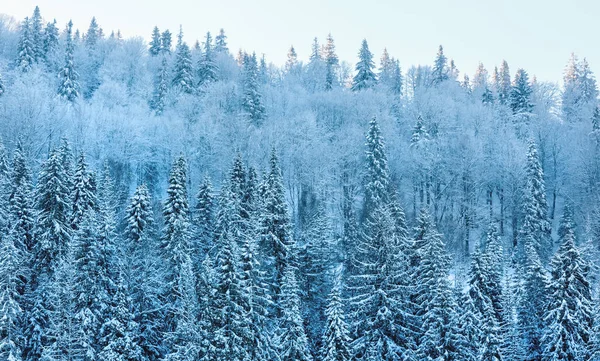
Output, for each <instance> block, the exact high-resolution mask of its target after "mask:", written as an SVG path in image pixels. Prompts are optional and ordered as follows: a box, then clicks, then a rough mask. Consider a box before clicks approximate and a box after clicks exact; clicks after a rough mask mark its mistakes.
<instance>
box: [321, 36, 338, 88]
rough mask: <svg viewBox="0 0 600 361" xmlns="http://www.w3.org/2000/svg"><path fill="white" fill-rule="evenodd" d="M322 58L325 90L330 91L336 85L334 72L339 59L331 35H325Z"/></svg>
mask: <svg viewBox="0 0 600 361" xmlns="http://www.w3.org/2000/svg"><path fill="white" fill-rule="evenodd" d="M323 53H324V54H323V58H324V59H325V65H326V68H325V69H326V72H325V90H330V89H332V88H333V86H334V85H335V83H336V71H337V66H338V64H339V58H338V56H337V54H336V53H335V43H334V41H333V37H332V36H331V33H329V34H328V35H327V40H326V43H325V47H324V48H323Z"/></svg>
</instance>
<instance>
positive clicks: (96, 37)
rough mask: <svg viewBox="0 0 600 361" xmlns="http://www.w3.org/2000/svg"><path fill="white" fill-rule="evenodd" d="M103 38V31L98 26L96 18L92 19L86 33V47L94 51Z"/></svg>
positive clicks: (85, 35) (85, 41) (94, 16)
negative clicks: (93, 48)
mask: <svg viewBox="0 0 600 361" xmlns="http://www.w3.org/2000/svg"><path fill="white" fill-rule="evenodd" d="M101 37H102V29H100V26H99V25H98V22H97V21H96V17H95V16H94V17H92V20H91V21H90V26H89V27H88V31H87V32H86V33H85V45H86V46H87V47H88V48H89V49H93V48H95V47H96V45H97V44H98V41H99V40H100V38H101Z"/></svg>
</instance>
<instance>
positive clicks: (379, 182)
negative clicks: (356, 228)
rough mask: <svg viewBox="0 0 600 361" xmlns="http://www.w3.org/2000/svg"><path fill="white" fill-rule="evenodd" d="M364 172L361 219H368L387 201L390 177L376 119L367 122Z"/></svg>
mask: <svg viewBox="0 0 600 361" xmlns="http://www.w3.org/2000/svg"><path fill="white" fill-rule="evenodd" d="M365 145H366V150H365V156H366V172H365V176H364V177H365V178H364V181H363V182H364V189H365V200H364V205H363V213H362V219H363V220H365V219H367V218H369V217H370V215H371V212H373V211H374V210H375V209H377V208H379V207H380V206H382V205H385V204H387V203H388V201H389V193H390V190H389V183H390V179H389V178H390V176H389V170H388V166H387V156H386V154H385V142H384V140H383V137H382V135H381V129H380V128H379V123H378V122H377V119H376V118H373V119H371V121H370V122H369V130H368V132H367V135H366V143H365Z"/></svg>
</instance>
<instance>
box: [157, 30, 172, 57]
mask: <svg viewBox="0 0 600 361" xmlns="http://www.w3.org/2000/svg"><path fill="white" fill-rule="evenodd" d="M171 44H172V35H171V32H170V31H169V29H167V30H165V31H163V32H162V34H161V35H160V51H161V52H162V53H164V54H171Z"/></svg>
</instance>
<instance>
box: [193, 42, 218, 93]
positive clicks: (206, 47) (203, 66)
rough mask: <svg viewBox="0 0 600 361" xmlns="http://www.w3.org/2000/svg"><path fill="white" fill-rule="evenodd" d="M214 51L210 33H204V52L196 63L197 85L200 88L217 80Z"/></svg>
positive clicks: (214, 52) (215, 63)
mask: <svg viewBox="0 0 600 361" xmlns="http://www.w3.org/2000/svg"><path fill="white" fill-rule="evenodd" d="M214 57H215V50H214V48H213V45H212V37H211V35H210V32H208V33H206V39H205V40H204V52H203V54H202V58H201V59H200V61H199V62H198V84H199V86H200V87H203V86H206V85H207V84H209V83H213V82H215V81H217V80H218V78H219V77H218V71H219V68H218V67H217V64H216V63H215V59H214Z"/></svg>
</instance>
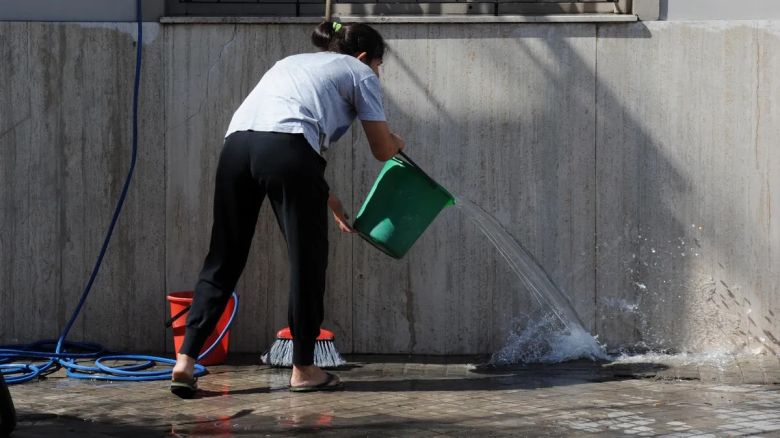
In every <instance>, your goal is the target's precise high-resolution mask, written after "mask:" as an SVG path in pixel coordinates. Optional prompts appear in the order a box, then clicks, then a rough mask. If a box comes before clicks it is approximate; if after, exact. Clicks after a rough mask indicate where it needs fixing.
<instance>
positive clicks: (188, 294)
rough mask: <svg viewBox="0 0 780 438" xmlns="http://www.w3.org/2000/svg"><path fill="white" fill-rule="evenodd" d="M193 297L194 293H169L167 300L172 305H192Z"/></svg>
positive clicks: (173, 292) (167, 296)
mask: <svg viewBox="0 0 780 438" xmlns="http://www.w3.org/2000/svg"><path fill="white" fill-rule="evenodd" d="M193 295H195V293H194V292H193V291H178V292H171V293H169V294H168V296H166V297H165V298H166V299H167V300H168V301H169V302H171V303H178V304H190V303H192V297H193Z"/></svg>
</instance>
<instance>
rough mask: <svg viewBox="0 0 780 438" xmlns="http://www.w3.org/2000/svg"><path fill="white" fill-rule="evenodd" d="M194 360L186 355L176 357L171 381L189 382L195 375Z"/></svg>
mask: <svg viewBox="0 0 780 438" xmlns="http://www.w3.org/2000/svg"><path fill="white" fill-rule="evenodd" d="M195 362H196V360H195V359H194V358H192V357H189V356H187V355H186V354H181V353H179V354H177V355H176V365H174V366H173V372H172V380H176V381H179V380H181V381H189V380H192V376H193V375H194V374H195Z"/></svg>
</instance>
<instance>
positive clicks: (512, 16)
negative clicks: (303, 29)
mask: <svg viewBox="0 0 780 438" xmlns="http://www.w3.org/2000/svg"><path fill="white" fill-rule="evenodd" d="M335 18H338V19H339V20H341V21H344V22H351V23H391V24H393V23H624V22H632V21H637V17H636V15H630V14H554V15H396V16H349V15H341V16H336V17H335ZM320 21H322V18H320V17H318V16H317V17H194V16H184V17H161V18H160V23H162V24H311V23H319V22H320Z"/></svg>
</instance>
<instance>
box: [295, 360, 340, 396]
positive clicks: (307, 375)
mask: <svg viewBox="0 0 780 438" xmlns="http://www.w3.org/2000/svg"><path fill="white" fill-rule="evenodd" d="M342 387H343V384H342V383H341V379H339V378H338V376H336V375H335V374H330V373H326V372H325V371H323V370H322V369H320V368H319V367H317V366H314V365H306V366H300V365H293V371H292V376H290V390H292V391H295V390H296V389H297V390H303V391H306V390H313V391H322V390H333V389H340V388H342Z"/></svg>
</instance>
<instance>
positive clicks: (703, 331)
mask: <svg viewBox="0 0 780 438" xmlns="http://www.w3.org/2000/svg"><path fill="white" fill-rule="evenodd" d="M610 26H617V25H599V26H597V28H596V29H597V30H596V31H597V32H598V35H597V43H596V44H597V45H598V46H597V54H596V56H597V60H596V67H595V68H594V67H593V65H592V64H591V62H589V60H587V59H585V58H583V57H581V56H579V55H578V53H579V52H578V51H576V50H570V51H563V50H555V48H556V47H557V48H561V47H565V46H567V45H570V44H571V38H577V37H582V38H587V37H589V36H591V37H592V36H593V35H592V27H590V26H580V27H577V28H576V29H577V30H574V31H573V32H572V33H571V34H566V35H565V37H561V34H559V33H556V32H552V31H550V30H549V28H546V27H545V26H539V27H538V28H536V32H534V31H530V32H529V33H528V34H525V35H523V38H517V37H515V38H513V35H512V34H511V31H508V30H506V29H502V28H500V27H496V26H490V25H485V26H480V25H475V26H474V27H475V28H477V29H479V31H476V32H473V33H472V34H471V35H469V38H477V39H514V40H515V41H516V43H517V45H516V49H517V52H516V53H518V54H519V56H521V57H522V58H523V59H524V60H528V62H530V63H533V64H534V65H535V66H536V67H537V68H539V69H541V70H543V71H544V72H545V78H546V85H545V87H546V90H545V92H546V93H548V94H549V101H550V102H555V101H556V100H558V99H565V100H567V101H568V103H569V104H570V105H571V106H572V107H574V108H575V111H574V112H577V113H581V114H592V116H591V117H592V122H593V123H592V126H593V130H594V132H593V133H592V135H594V137H595V141H594V145H595V146H591V153H592V154H593V155H594V156H595V160H594V163H595V164H594V167H593V168H592V169H591V170H590V171H591V172H592V173H593V174H594V175H595V181H594V182H595V184H594V186H592V187H590V188H589V192H590V196H591V199H592V202H594V203H595V211H594V214H595V227H594V229H595V232H594V233H593V234H594V235H593V237H592V241H593V245H592V251H594V255H593V257H594V258H595V263H594V265H595V267H596V269H595V271H596V272H595V279H594V280H595V281H594V283H593V284H594V285H595V286H591V285H582V284H575V285H574V286H575V287H574V288H572V287H571V285H572V281H571V279H572V278H576V277H577V275H578V274H579V273H580V272H581V271H582V270H587V269H589V267H588V266H584V265H581V266H564V267H560V266H556V260H555V257H548V256H547V255H546V254H545V253H547V252H549V251H550V250H551V249H554V248H550V247H548V246H544V245H543V246H542V247H537V248H533V246H534V245H531V247H530V248H529V249H531V250H532V252H533V253H535V254H536V255H537V257H538V258H540V259H542V260H543V261H544V262H543V265H544V266H547V267H548V270H553V271H557V270H564V271H565V270H567V269H568V270H569V272H568V273H563V274H561V273H560V272H559V273H557V274H558V275H553V277H554V278H555V279H556V281H557V282H558V283H559V285H561V286H564V289H566V290H567V292H569V296H570V297H573V298H574V301H575V303H576V302H577V295H578V294H590V296H591V297H592V299H593V301H594V303H595V308H594V310H593V311H594V314H593V318H594V326H595V327H594V328H595V331H596V333H597V334H599V336H600V339H601V340H602V341H606V342H607V343H608V345H609V346H610V347H612V348H629V349H653V350H672V351H680V350H684V351H701V350H705V349H710V348H718V347H720V348H726V349H729V350H732V351H733V350H738V349H740V348H742V347H745V346H746V343H749V342H753V341H758V342H760V343H761V344H762V345H763V346H764V347H765V348H767V349H768V350H769V351H775V350H776V346H777V345H778V341H777V338H778V337H777V336H775V335H774V334H773V333H772V332H771V330H766V329H764V330H763V331H762V332H761V333H762V334H763V336H764V338H765V339H764V340H761V339H759V338H757V337H756V333H757V332H758V329H757V328H754V330H753V334H750V333H748V332H745V331H744V329H743V328H740V324H739V322H733V321H732V322H729V321H726V322H722V321H719V320H721V319H726V320H728V319H729V318H730V317H732V316H734V315H737V314H742V313H744V312H746V311H749V310H750V308H751V306H752V304H751V300H750V299H749V298H748V297H746V296H738V293H736V292H735V291H734V290H733V288H731V287H730V286H729V285H728V284H727V282H726V281H723V280H719V281H718V283H719V284H716V281H715V279H716V278H717V277H718V276H719V274H720V273H722V271H723V269H722V268H723V266H721V267H720V268H721V269H718V268H717V267H711V266H707V263H706V262H704V261H703V260H704V259H705V258H706V259H707V261H709V260H713V259H717V258H718V257H717V254H718V253H719V252H721V251H725V250H726V248H727V247H728V245H729V244H728V242H726V240H725V239H727V238H726V237H725V236H715V237H714V241H713V243H714V245H712V248H705V247H703V245H704V243H703V242H702V240H704V237H705V236H704V234H705V233H706V232H707V230H706V229H704V230H703V229H702V227H701V226H700V225H699V224H696V223H693V226H692V224H691V223H690V222H689V221H688V220H687V219H686V217H687V216H689V215H690V212H689V211H686V210H681V208H680V207H681V204H685V203H696V202H697V200H699V199H700V198H701V197H702V196H704V195H705V193H706V192H708V191H711V188H710V187H705V186H701V184H700V183H699V181H698V180H692V179H691V178H690V177H689V176H688V175H689V173H690V169H688V168H680V165H681V163H680V160H679V159H678V158H679V157H677V156H676V155H674V154H675V153H676V151H677V150H678V148H680V147H683V148H684V147H685V146H687V147H689V148H695V147H696V146H698V145H697V144H694V145H684V144H680V143H679V142H680V140H679V139H677V138H674V137H672V138H671V139H670V138H669V136H665V135H661V133H660V132H659V131H658V130H659V129H661V130H663V129H664V126H658V125H651V124H650V123H651V121H648V120H645V119H644V118H643V115H647V114H650V113H651V112H652V111H656V112H657V111H658V110H660V108H658V107H655V108H653V105H661V103H662V100H661V99H660V98H657V97H656V96H654V95H652V94H648V92H649V91H651V90H653V88H652V84H650V83H644V82H643V80H646V79H647V78H646V77H644V76H641V75H638V76H637V77H632V78H628V79H627V80H631V81H634V82H633V88H630V89H629V90H626V89H625V88H621V87H616V86H615V83H614V82H615V75H620V74H624V73H625V72H626V71H628V72H629V73H631V72H632V71H633V70H631V69H625V68H622V67H621V66H618V65H612V64H610V63H611V62H617V61H616V60H617V59H618V58H617V57H613V58H610V57H609V53H608V52H605V51H602V50H601V49H602V46H601V45H600V43H603V42H604V40H606V39H617V38H625V39H636V40H638V41H641V40H643V39H645V40H649V39H650V38H651V32H650V31H649V30H648V28H647V27H646V26H645V25H644V24H642V23H637V24H632V25H628V26H627V25H619V26H620V28H621V29H624V30H625V29H626V28H627V27H628V29H629V30H628V31H621V32H604V29H609V28H610ZM433 28H435V32H431V31H426V32H419V33H417V34H411V35H406V34H405V35H404V38H421V39H432V40H437V39H458V38H463V33H462V29H459V28H457V27H455V26H448V25H440V26H431V27H430V28H429V29H433ZM537 38H538V39H539V40H541V41H543V42H544V44H546V45H548V46H550V48H551V49H552V50H549V51H546V52H544V53H550V54H552V57H553V59H552V60H551V59H549V58H543V57H540V56H539V51H538V50H537V49H535V48H534V47H533V43H532V41H531V40H535V39H537ZM489 47H490V48H494V47H495V46H494V45H491V46H489ZM512 52H514V50H507V51H505V52H500V51H497V52H494V53H480V54H479V58H478V61H477V62H492V63H494V64H495V67H496V69H497V74H496V75H495V76H493V77H490V78H482V79H483V80H484V81H486V82H488V83H490V84H491V85H492V86H494V87H497V88H499V89H506V88H505V87H511V86H515V87H517V86H522V83H523V78H514V77H513V76H512V72H511V71H507V70H504V69H503V68H502V65H501V62H502V60H503V59H504V58H505V57H507V56H515V55H514V54H513V53H512ZM561 53H567V54H571V55H567V56H565V57H562V56H560V54H561ZM392 54H393V56H394V57H395V58H397V59H393V62H397V63H398V64H399V65H400V68H401V69H402V70H403V71H404V75H405V76H406V77H407V78H409V79H410V80H411V84H412V85H413V88H415V89H416V90H417V91H418V92H419V93H421V94H422V95H423V96H425V98H426V99H428V100H429V101H430V106H431V108H434V109H435V111H436V114H430V115H428V114H426V115H425V117H426V118H431V119H432V120H430V121H431V122H433V123H438V124H444V125H445V126H446V128H445V129H448V130H450V131H452V133H453V135H451V136H450V138H458V134H465V135H463V136H462V137H461V140H460V141H459V142H457V143H455V144H450V145H448V147H449V148H451V149H453V150H455V149H463V148H482V149H488V150H487V151H485V154H484V155H482V156H480V159H481V160H487V161H488V162H495V157H494V156H491V155H495V154H498V151H499V150H501V149H511V148H512V147H513V145H516V144H518V143H517V142H518V141H528V139H527V138H524V137H523V136H522V135H520V134H519V133H516V134H515V135H513V134H512V133H507V136H506V137H505V138H503V143H500V144H495V145H485V144H482V143H480V142H479V140H478V139H477V140H476V142H474V141H473V137H471V138H470V136H469V135H468V133H466V132H463V130H462V129H461V127H460V126H459V125H462V124H463V123H464V120H463V119H462V117H461V115H460V114H452V113H451V111H449V110H448V107H447V103H446V102H443V101H442V100H440V99H438V98H437V96H436V93H435V91H434V89H435V88H436V87H435V86H434V85H433V84H427V83H425V81H423V80H422V79H421V78H420V76H419V75H418V74H416V73H415V70H416V69H415V68H412V67H411V66H410V65H408V64H406V63H405V62H404V54H403V53H392ZM605 55H606V57H605ZM619 61H620V62H624V61H626V60H625V59H619ZM473 62H475V60H474V59H467V60H464V64H467V63H473ZM563 64H570V65H567V67H568V68H569V70H564V69H562V68H561V67H560V66H561V65H563ZM415 67H416V66H415ZM463 67H464V68H467V66H466V65H464V66H463ZM570 71H580V72H583V74H584V75H587V76H589V77H591V78H592V80H593V81H594V84H595V85H594V87H595V90H594V92H595V102H593V101H591V100H589V99H588V97H587V96H583V95H581V94H578V93H577V92H576V90H572V89H571V88H572V86H571V82H572V78H571V77H570V76H568V72H570ZM605 72H606V73H607V74H606V77H607V78H608V79H607V82H605V80H604V77H605ZM445 76H446V75H445ZM475 79H476V78H475ZM517 79H519V81H517V82H515V83H512V81H513V80H517ZM619 85H624V83H622V82H621V83H620V84H619ZM502 87H504V88H502ZM627 91H628V93H627ZM388 103H389V105H388V108H389V112H391V113H401V114H403V113H404V107H403V104H399V103H398V102H395V101H394V100H393V99H388ZM594 106H595V109H596V111H594ZM553 109H554V108H553ZM474 111H475V112H481V113H483V114H482V115H483V116H484V115H485V114H486V113H488V111H486V110H484V109H483V108H474ZM415 116H419V115H413V116H411V117H415ZM521 116H524V114H521ZM402 117H403V116H402ZM472 117H479V116H472ZM501 117H502V118H505V119H499V120H491V119H490V118H487V117H483V118H482V119H480V120H477V121H476V122H477V123H484V124H486V125H489V126H491V127H493V128H496V129H498V128H500V127H501V126H506V124H507V122H508V121H510V120H511V118H512V117H513V115H510V114H504V115H501ZM474 122H475V120H474V119H473V118H472V119H471V120H469V123H472V124H473V123H474ZM567 123H568V121H567V120H565V119H562V118H561V117H560V115H559V114H555V113H554V112H551V111H548V110H545V109H544V108H537V109H535V110H534V114H533V115H532V117H530V118H528V119H527V120H523V121H521V122H520V125H519V127H521V128H522V127H523V126H524V125H525V126H526V127H528V129H532V127H533V126H534V125H543V126H545V127H546V128H545V129H547V130H550V131H552V133H551V134H550V135H549V136H548V137H546V138H545V139H541V140H537V141H539V143H537V144H527V143H526V144H522V143H521V144H519V146H518V147H516V148H515V149H519V150H521V151H524V152H528V150H526V149H527V148H528V147H529V146H530V151H531V152H532V153H533V150H534V149H536V148H542V149H544V150H545V154H544V155H541V156H538V157H534V156H531V157H529V158H531V159H534V160H541V161H539V162H537V164H539V165H541V166H542V168H544V169H548V170H551V171H552V170H555V171H560V169H557V168H556V166H559V165H560V161H561V160H562V159H564V157H563V156H562V154H564V153H567V152H570V150H569V149H567V148H566V147H564V144H562V143H561V142H564V141H567V139H569V138H570V137H568V136H567V135H565V134H561V135H556V133H557V132H561V133H565V132H566V131H567V129H569V128H568V127H567ZM472 126H473V125H472ZM440 140H441V138H440ZM531 141H534V140H531ZM692 153H693V152H692ZM431 158H432V159H433V160H435V157H431ZM523 158H524V157H523V156H520V157H518V159H523ZM421 161H422V162H423V163H426V162H430V160H425V159H423V160H421ZM451 166H452V167H453V168H449V166H448V168H447V169H445V171H444V172H438V173H436V171H435V170H434V178H437V179H441V180H442V181H443V183H444V185H445V186H447V185H448V184H453V185H454V186H457V183H451V182H449V181H448V180H450V181H451V178H449V179H448V178H447V176H450V175H451V174H452V173H456V174H460V175H466V174H469V173H473V172H469V171H468V169H467V167H475V166H476V167H482V168H489V167H490V166H485V163H484V162H473V161H472V162H469V161H464V160H460V161H457V162H454V163H452V164H451ZM471 170H474V169H471ZM491 170H493V171H495V172H501V171H502V169H491ZM510 172H511V171H510ZM442 173H445V174H446V175H447V176H445V177H441V176H439V175H441V174H442ZM504 177H506V175H504ZM541 181H544V182H545V183H554V182H555V179H554V178H553V179H552V180H550V179H545V178H544V177H542V179H541ZM485 182H486V183H487V184H493V186H491V187H489V188H488V189H487V190H485V192H495V193H496V195H495V196H496V197H501V196H504V195H507V196H509V195H511V194H510V193H508V192H507V190H511V189H510V187H503V188H502V187H499V186H497V185H496V180H495V179H493V180H490V179H488V180H486V181H485ZM534 189H535V188H534V187H521V188H520V190H522V191H523V192H524V193H523V196H528V197H533V193H531V192H532V191H533V190H534ZM502 191H503V194H502ZM716 191H717V190H716ZM546 193H547V194H552V195H553V196H555V194H556V193H555V191H553V192H546ZM719 195H723V196H724V198H723V199H724V201H723V202H728V197H727V196H725V195H724V194H723V193H719ZM521 197H522V196H521ZM540 202H541V204H542V205H537V206H536V207H537V208H538V209H537V210H534V211H528V210H526V211H521V212H517V213H518V214H517V216H516V217H517V219H516V220H519V221H526V222H531V223H536V224H537V225H536V227H535V232H537V233H540V234H541V235H543V236H554V235H555V234H554V233H555V227H554V226H549V227H547V226H546V225H545V224H544V221H545V219H546V218H549V214H550V213H552V212H554V211H546V212H545V211H544V209H545V205H544V204H545V203H548V204H549V203H555V202H560V200H559V199H542V200H540ZM478 203H481V204H483V205H485V204H488V205H490V204H493V205H494V206H495V205H496V203H497V204H499V207H500V201H497V200H494V199H490V195H489V196H488V199H482V200H478ZM487 210H488V211H491V212H492V213H494V214H496V216H497V217H498V218H499V220H500V221H501V222H502V223H503V224H504V225H505V226H506V227H507V229H508V230H510V232H513V234H515V236H516V237H518V238H519V239H518V240H520V241H524V240H526V239H523V237H528V236H523V233H522V229H523V228H525V227H524V226H522V225H521V226H517V225H516V224H514V223H512V222H511V218H512V215H511V214H510V215H509V216H502V215H501V212H500V211H499V210H500V208H498V207H497V208H490V207H488V208H487ZM701 214H702V213H699V215H701ZM703 214H705V215H706V214H707V213H706V212H705V213H703ZM507 219H509V220H510V222H507ZM539 224H541V225H539ZM518 229H520V232H518ZM707 238H713V236H707ZM537 239H538V236H537V237H534V236H533V235H531V236H530V240H531V241H532V242H533V241H535V240H537ZM523 243H524V244H528V241H524V242H523ZM707 251H709V252H711V254H705V252H707ZM540 253H541V254H542V256H541V257H539V254H540ZM454 269H458V268H457V267H455V268H454ZM740 270H741V271H742V272H744V273H745V274H744V275H745V276H748V275H749V274H747V273H748V272H750V269H749V267H748V266H747V265H746V264H743V266H742V267H741V268H740ZM575 283H576V282H575ZM567 286H568V287H567ZM577 308H578V310H579V311H582V310H583V309H584V307H583V306H581V305H577ZM585 310H587V309H585ZM759 317H761V318H763V319H764V321H765V322H766V323H767V324H769V325H770V326H772V325H776V323H775V322H774V321H775V318H774V314H773V312H772V311H771V309H768V314H767V315H760V316H759ZM585 319H586V318H585ZM747 320H748V324H750V325H753V326H756V324H755V322H754V321H753V320H752V319H751V317H750V316H748V317H747ZM740 337H742V340H741V339H740ZM743 340H744V341H743ZM773 344H774V345H773Z"/></svg>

Directions for this task: Repeat word for word the lines above, from the first entry through the line containing "box: [321, 36, 338, 88]", with both ends kept and the pictures dropped.

Answer to this exercise:
Output, for each <instance> block, the exact high-resolution mask of its target after "mask:", written as an SVG path in image pixels. Prompts are optional and ordered as follows: a box, then clicks, then a rough mask. Consider a box before clicks approximate and a box after clicks exact; clicks after a rough mask mark its mistakes.
<instance>
box: [321, 36, 338, 88]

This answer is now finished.